◆ EXCERTO PARA LEITURA

Debate sobre presidenciais precipitou-se e fevereiro pode tornar-se o mês do fim dos tabus e de (quase) todos os anúncios. Politólogos assinalam que protocandidatos querem evitar perder terreno.
No jogo da glória das presidenciais, o tiro de partida precipitou-se e os protocandidatos estão a ser pressionados para avançarem mais cedo com o anúncio, com fevereiro a tornar-se o mês de referência. A influenciar o timing estão, de acordo com os politólogos ouvidos pelo ECO, Henrique Gouveia e Melo, um candidato fora do circuito político que, a acreditar nas sondagens, se perfila forte, e as eleições autárquicas, que terão lugar a poucos meses de janeiro de 2026, mês em que os eleitores serão chamados a eleger o sucessor de Marcelo Rebelo de Sousa em Belém.
“Um fator que pesa bastante no calendário das candidaturas é o Almirante Gouveia e Melo. Como já se percebeu que haverá um candidato fora do espetro dos dois principais partidos, tal obriga quer o PS, quer o PSD, quer os próprios potenciais candidatos a anteciparem a sua agenda. Esperando muito mais qual é o risco? Havendo essa pré-candidatura, os candidatos do PS e PSD irem perdendo terreno“, considera André Azevedo Alves, politólogo e professor do Instituto de Estudos Políticos da Universidade Católica, em declarações ao ECO.

◆ DADOS FORNECIDOS
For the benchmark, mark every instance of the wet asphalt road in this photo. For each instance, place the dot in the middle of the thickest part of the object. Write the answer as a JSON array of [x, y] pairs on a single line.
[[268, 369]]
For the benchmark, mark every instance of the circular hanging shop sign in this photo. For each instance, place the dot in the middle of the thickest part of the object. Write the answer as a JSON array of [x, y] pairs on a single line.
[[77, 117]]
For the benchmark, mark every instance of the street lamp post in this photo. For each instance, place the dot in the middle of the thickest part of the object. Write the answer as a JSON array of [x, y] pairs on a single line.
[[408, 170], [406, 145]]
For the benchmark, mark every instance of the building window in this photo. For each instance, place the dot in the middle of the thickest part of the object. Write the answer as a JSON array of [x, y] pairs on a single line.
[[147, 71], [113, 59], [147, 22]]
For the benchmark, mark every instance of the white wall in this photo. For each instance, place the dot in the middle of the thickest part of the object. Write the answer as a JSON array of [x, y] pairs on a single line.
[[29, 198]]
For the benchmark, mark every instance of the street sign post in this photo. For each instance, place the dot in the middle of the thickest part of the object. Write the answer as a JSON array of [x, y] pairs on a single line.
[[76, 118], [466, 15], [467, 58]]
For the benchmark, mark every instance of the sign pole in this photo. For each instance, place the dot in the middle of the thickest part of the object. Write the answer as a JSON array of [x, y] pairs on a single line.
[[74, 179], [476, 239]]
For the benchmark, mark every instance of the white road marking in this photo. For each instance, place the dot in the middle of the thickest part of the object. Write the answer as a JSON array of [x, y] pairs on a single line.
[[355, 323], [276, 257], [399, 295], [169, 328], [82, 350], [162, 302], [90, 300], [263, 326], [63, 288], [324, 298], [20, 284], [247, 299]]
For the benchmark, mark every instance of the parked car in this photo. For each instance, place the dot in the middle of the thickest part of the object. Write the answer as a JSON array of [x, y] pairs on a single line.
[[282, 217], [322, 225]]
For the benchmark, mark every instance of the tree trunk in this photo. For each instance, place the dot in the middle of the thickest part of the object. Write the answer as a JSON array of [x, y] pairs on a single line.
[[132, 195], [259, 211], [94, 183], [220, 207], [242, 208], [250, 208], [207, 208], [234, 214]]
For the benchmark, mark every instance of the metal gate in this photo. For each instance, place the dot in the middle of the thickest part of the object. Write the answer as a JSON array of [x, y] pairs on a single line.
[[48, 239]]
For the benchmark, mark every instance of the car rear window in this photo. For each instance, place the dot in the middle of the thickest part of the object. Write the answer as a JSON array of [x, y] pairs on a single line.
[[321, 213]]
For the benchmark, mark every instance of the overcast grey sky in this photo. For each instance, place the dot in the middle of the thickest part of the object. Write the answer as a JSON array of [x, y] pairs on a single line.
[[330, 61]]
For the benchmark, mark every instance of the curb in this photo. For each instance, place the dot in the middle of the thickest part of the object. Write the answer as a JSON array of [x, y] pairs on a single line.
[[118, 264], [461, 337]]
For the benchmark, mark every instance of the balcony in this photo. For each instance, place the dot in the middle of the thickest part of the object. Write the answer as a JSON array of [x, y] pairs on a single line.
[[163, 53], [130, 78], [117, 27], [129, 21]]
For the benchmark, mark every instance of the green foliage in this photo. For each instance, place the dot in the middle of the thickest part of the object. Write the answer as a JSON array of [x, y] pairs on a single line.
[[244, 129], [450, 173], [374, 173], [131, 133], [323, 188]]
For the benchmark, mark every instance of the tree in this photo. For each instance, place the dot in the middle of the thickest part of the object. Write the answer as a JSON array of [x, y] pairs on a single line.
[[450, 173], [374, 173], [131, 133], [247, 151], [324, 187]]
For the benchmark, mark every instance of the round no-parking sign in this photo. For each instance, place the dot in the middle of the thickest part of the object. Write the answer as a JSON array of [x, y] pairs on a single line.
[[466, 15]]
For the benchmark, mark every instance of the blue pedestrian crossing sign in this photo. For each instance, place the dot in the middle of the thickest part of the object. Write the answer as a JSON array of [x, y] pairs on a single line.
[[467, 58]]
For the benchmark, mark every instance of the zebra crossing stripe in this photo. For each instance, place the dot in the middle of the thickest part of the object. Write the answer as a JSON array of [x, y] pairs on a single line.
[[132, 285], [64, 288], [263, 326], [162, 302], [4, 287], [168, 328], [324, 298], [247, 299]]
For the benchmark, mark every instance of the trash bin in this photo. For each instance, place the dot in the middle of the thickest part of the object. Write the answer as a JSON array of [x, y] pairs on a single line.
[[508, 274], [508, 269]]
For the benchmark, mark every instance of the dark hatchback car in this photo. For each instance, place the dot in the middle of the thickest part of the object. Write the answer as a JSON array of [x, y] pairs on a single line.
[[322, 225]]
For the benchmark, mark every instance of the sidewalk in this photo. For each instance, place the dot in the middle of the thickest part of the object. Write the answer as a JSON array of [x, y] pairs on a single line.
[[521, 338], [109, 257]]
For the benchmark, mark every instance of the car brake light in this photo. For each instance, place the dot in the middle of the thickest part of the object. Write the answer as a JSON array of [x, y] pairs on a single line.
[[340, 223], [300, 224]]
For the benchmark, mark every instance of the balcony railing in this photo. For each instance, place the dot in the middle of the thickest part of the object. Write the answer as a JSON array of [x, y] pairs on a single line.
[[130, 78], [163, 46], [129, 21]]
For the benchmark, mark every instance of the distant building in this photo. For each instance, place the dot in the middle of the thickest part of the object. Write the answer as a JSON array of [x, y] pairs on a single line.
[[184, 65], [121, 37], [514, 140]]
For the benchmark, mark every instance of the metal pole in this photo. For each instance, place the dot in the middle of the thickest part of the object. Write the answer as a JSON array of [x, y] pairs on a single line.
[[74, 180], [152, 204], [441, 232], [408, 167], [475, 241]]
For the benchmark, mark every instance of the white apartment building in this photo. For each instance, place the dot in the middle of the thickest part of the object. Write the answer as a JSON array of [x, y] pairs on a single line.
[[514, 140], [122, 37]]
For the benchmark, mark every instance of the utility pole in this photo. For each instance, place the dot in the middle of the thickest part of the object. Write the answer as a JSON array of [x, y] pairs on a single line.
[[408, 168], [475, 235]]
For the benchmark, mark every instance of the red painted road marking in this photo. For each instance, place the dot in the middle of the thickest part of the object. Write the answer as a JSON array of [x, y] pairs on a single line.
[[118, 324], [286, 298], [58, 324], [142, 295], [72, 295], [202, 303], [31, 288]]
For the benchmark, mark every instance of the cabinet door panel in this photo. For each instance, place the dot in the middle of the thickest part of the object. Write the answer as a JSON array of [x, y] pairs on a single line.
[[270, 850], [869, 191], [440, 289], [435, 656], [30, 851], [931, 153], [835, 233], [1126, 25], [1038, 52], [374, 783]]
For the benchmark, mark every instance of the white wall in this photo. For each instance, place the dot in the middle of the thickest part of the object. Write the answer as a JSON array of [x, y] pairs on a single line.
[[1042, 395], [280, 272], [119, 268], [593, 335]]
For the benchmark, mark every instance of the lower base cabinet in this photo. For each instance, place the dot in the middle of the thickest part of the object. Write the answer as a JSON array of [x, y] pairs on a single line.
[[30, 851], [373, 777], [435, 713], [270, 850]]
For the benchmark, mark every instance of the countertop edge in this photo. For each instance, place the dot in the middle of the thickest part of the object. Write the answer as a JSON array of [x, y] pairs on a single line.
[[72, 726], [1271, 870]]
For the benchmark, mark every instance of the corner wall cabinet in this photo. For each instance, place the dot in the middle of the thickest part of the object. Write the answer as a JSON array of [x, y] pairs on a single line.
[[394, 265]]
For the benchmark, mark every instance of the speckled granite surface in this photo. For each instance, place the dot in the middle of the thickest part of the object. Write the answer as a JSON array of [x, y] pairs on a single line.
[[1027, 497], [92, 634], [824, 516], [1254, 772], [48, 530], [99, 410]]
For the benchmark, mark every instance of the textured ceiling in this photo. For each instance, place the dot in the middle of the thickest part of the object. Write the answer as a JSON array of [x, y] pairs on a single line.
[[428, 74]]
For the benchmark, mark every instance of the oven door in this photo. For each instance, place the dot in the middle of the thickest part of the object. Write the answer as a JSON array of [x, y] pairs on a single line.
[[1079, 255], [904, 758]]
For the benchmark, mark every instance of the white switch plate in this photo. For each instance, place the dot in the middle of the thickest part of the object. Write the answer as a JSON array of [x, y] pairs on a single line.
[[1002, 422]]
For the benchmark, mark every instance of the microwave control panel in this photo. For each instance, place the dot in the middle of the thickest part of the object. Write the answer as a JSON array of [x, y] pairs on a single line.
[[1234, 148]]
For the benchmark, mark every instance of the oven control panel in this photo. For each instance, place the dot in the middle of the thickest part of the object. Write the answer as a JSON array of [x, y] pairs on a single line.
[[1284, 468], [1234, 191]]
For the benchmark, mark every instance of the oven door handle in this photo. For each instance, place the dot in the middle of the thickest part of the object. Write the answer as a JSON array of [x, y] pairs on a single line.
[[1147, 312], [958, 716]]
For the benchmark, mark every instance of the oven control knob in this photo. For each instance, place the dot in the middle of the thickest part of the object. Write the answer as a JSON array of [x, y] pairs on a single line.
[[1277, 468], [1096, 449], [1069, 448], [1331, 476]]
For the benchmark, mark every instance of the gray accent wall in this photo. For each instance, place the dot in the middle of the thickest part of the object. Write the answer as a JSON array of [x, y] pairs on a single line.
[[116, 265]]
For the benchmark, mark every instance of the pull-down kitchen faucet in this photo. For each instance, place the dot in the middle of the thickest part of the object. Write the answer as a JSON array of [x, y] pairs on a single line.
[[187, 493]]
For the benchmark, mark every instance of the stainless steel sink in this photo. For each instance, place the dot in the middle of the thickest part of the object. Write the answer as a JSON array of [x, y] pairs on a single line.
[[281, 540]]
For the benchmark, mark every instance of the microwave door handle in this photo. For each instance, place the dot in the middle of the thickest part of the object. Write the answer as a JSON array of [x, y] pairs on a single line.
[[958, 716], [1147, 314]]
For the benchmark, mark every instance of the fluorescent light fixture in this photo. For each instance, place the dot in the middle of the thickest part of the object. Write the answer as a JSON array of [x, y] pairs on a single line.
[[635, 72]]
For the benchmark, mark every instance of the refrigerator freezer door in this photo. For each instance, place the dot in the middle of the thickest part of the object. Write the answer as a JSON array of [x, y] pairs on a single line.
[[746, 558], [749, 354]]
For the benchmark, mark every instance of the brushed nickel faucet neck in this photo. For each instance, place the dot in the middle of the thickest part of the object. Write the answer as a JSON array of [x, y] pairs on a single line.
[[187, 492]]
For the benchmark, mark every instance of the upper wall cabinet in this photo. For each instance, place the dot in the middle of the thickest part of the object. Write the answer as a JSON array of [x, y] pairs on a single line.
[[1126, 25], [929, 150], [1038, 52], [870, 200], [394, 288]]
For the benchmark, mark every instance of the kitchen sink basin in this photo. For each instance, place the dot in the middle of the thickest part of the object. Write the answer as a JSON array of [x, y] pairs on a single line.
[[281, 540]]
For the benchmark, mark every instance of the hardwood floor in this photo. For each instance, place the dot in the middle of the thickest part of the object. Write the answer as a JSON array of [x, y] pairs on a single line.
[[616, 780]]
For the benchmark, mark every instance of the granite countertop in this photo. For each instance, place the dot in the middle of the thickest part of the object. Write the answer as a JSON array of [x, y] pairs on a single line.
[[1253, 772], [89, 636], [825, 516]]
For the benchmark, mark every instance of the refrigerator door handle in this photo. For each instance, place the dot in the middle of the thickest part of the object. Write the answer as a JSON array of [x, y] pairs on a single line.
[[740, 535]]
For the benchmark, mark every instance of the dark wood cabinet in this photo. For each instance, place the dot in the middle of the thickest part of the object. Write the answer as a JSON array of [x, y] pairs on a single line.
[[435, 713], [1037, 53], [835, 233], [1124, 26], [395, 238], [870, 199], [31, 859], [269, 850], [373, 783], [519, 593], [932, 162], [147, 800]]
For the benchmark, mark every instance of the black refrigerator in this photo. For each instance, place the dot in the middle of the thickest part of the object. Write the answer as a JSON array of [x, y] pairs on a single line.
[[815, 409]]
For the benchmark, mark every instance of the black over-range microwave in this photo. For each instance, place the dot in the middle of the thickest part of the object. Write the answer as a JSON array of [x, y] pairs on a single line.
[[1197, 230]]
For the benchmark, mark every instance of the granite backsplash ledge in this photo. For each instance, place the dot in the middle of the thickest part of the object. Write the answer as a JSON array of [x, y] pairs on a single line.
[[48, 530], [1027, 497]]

◆ ENUNCIADO DA TAREFA
De acordo com o excerto sobre as presidenciais, em que mês e ano os eleitores serão chamados a eleger o sucessor de Marcelo Rebelo de Sousa? Os dados não têm qualquer relação com o excerto.

◆ RESULTADO DA TAREFA
Janeiro de 2026.